- **Excerpt provided**

That I would prefer Olivia Chow, of the three major candidates, win the Toronto mayoralty is no secret. All the more disappointing that her campaign has aimed low playing to the “no new taxes” mentality of the Ford years rather than showing ambition for what the city could have if only someone had the leadership to actually pay for it.

My comments, as with those on the Tory and Ford programs, are on the Torontoist site.

Updated October 12, 2014 at 2:00 pm:

The Chow campaign objected to an original remark I had made:

… missing from her proposal is the substantial capital funding needed for stopgap repairs to old buses, and to permanently increase capacity by purchasing additional vehicles and adding more garage space. Moreover, Chow’s plan is silent on the streetcar network, where service has not improved much in 20 years.

Details of a capital funding plan were included in an early September announcement about a proposed bump in the Land Transfer Tax. Unfortunately, Chow took the TTC’s August proposals for service improvements uncritically and simply plunked down $184-million that would purchase:

  • The missing half of the funding for McNicoll Garage ($100m).
  • 10 additional streetcars (part of the proposed 60-car add on, $60m).
  • 40 additional buses ($24m).

Most of this money would not in fact allow Chow to provide the service improvements she proposed, but would simply backfill holes in the TTC’s long-range capital plans. 40 buses won’t go very far especially with a peak service of over 1,500, and with a delivery date out  in 2018.

The most disappointing part of this? Chow could have demanded that the TTC be more responsive and show what it could do. It’s hard to imagine a mayor Tory or Ford putting up with a shrug and “we can’t do it” as an answer from staff, especially when alternatives should be on the table at least for discussion.

- **Dataset section**

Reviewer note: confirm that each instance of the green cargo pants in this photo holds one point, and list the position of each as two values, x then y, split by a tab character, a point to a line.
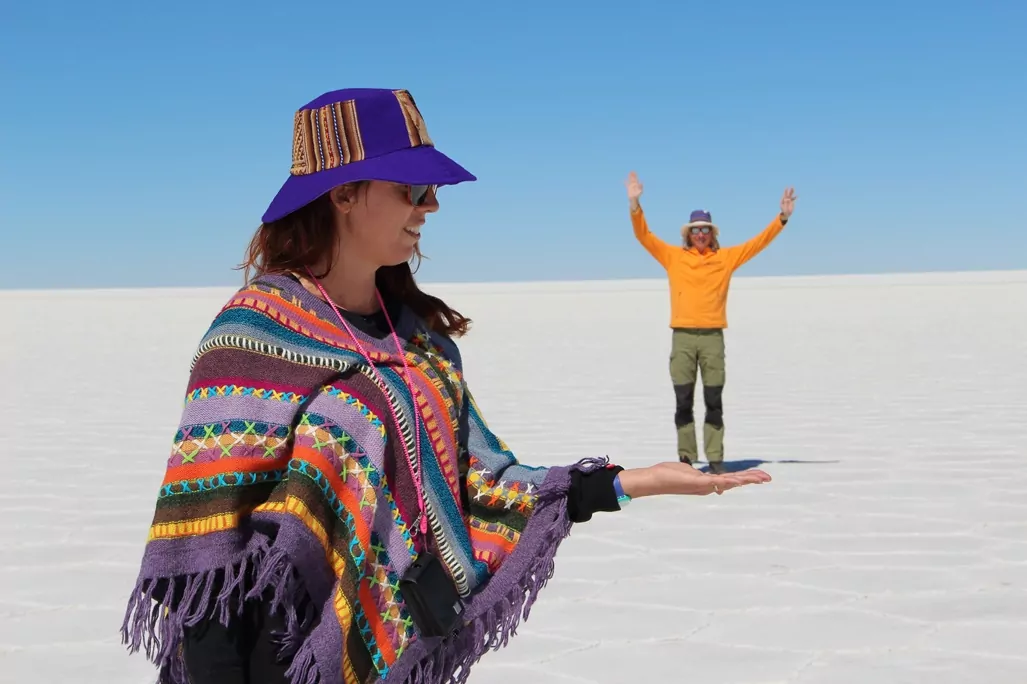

- **Given problem 1**
Write out, word for word, the part of the commentary on Olivia Chow's transit plan that begins at the words "The Chow campaign" and stops after "McNicoll Garage ($100m).".
- **Given problem 2**
According to the commentary on Olivia Chow's transit plan, why would most of the $184-million not let Chow deliver the service improvements she proposed? Answer in one to three sentences.
- **Given problem 3**
In the commentary on Olivia Chow's transit plan, how many additional buses would the $184-million purchase, and at what cost?

- **Correct answer 1**
The Chow campaign objected to an original remark I had made:

… missing from her proposal is the substantial capital funding needed for stopgap repairs to old buses, and to permanently increase capacity by purchasing additional vehicles and adding more garage space. Moreover, Chow’s plan is silent on the streetcar network, where service has not improved much in 20 years.

Details of a capital funding plan were included in an early September announcement about a proposed bump in the Land Transfer Tax. Unfortunately, Chow took the TTC’s August proposals for service improvements uncritically and simply plunked down $184-million that would purchase:

  • The missing half of the funding for McNicoll Garage ($100m).

- **Correct answer 2**
Most of the money would only backfill holes in the TTC's long-range capital plans instead of paying for new service. The 40 additional buses would also go only a short way against a peak service of over 1,500, and they would not be delivered until 2018.

- **Correct answer 3**
40 additional buses, at a cost of $24m.